WORK INSTRUCTION A — In the passage on drive partitioning, how many bytes per partition entry does the proposed LSN0 partition table use, and what are they for?
WORK INSTRUCTION B — Carry on the passage on drive partitioning and DriveWire, starting after its final sentence.

DOCUMENT PASSAGE —

--- START ---

Not enough? copy the sh.dd file to si.dd, use ded to change its name to
si internally, and adjust the offset in ofs and wpc to point at the next
startng sector after the end of those 256 vdisks, and do it again.
Wash, rinse & repeat for a third set of 256 vdisks named /sj, /sk, /sl
etc. Since that is a 1Gb drive, if I was so inclined, I could do it
several more times before I was out of drive, but I'd be totally out of
system ram long before I was out of drive.
As for an LSN0 based partition table I don't recall a thing that makes
use of anything past offset $6F, so there is no reason we couldn't
implement that 5 bytes at a time in this unused space, for a partition
table, 3 for offset, 2 for size exactly as laid out in the first $20
bytes of lsn0 now. One could allocate one more byte per partition for
the cluster size, thereby eliminating the nominally 131 megabyte limit
per partition so added.
It could be done, using a mount command that looked up the proper offset
from that table, and installed it in just one descriptor, maybe 2 if you
wanted to do a partition to partition copy without using the base
partition as a scratchpad buffer. That would certainly save some system
ram by getting rid of those data tables in memory, at IIRC, $27 bytes a
path descriptor in the boot file. That would require this new mount
command needing 2 arguments, the descriptor to modify, and the partition
to set it to.
Regardless of how its done, present way, or by looking it up in LSN0, we
have an ability to do partitioning just by taking advantage of what we
have right now.
The problem? It's differing individual setups because no 2 of us have
identical drive setups. Except for a vanishingly slim chance at the
fests, we'll never have identical setups on adjacent tables.
But drivewire removes that limitation by putting the differences in the
descriptor being accessed.
I would investigate, for purposes of moving stuff around at the fests,
the probability of setting up a central drivewire server, and with a 10
meter usb extension cable such as I use, so my drivewire setup is
actually a usb-2 circuit, and if DW can make use of 2 different ports, I
don't know that it can, one could publish his latest whiz-bang package
to everyone in the room in 45 minutes of carrying the cable from machine
to machine. If DW could be convinced to sit there and wait for the cable
to be plugged into the next machine without a complicated kill and
restart as the cable was moved to the next machine, that would be cut to
15 minutes.

--- END ---

[Dataset entries]
--- START ---

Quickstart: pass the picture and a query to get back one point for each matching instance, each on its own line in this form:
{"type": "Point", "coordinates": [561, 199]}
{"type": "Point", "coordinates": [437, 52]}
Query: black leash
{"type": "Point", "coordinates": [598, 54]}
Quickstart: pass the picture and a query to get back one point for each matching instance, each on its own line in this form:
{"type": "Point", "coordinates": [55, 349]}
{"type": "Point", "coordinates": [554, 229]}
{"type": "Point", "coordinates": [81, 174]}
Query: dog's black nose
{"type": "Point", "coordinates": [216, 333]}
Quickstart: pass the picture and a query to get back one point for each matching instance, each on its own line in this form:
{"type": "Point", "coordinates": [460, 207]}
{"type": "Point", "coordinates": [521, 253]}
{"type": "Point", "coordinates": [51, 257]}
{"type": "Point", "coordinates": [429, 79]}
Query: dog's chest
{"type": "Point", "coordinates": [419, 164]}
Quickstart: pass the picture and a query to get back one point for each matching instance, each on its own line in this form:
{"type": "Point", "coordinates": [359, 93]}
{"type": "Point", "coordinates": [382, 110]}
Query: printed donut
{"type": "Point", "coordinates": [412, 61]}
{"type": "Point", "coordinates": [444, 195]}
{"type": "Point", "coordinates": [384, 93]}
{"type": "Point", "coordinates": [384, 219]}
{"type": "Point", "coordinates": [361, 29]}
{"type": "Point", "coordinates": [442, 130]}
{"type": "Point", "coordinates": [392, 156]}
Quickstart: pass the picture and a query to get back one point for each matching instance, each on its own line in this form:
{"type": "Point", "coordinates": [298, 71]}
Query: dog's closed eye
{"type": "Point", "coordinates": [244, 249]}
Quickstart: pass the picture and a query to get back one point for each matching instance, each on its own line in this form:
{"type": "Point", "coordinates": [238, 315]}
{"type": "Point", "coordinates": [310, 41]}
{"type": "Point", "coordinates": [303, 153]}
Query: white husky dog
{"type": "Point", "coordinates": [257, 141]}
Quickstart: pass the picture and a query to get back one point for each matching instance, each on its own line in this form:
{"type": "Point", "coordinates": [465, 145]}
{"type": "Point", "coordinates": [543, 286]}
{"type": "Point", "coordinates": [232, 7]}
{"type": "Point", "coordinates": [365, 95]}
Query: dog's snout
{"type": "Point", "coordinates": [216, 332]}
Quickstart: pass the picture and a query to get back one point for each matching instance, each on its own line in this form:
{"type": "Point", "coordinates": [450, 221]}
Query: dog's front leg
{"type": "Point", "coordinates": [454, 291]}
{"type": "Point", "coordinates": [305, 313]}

--- END ---

TASK RESPONSE A — Five bytes: 3 for the offset and 2 for the size.

TASK RESPONSE B —
Or, if DW will run on the debian jessie installed on an r-pi3, and mount
the r-pi on a 6 volt jel-cell, it could be carried from table to table
and short cables used, negating the need for that $40 10 meter extension
cable, just a good usb to coco drivewire cable 4 or 5 feet long.
Drivewire works just fine over usb in the middle of its cabling useing
a /dev/ttyUSB# port on this linux box. My long cable is plugged into a
usb port, on a hub this box drives, the far end of that cable is plugged
into a 7 port hub on the coco3's desk, and a usb to drivewire cable is
plugged into that 7 port.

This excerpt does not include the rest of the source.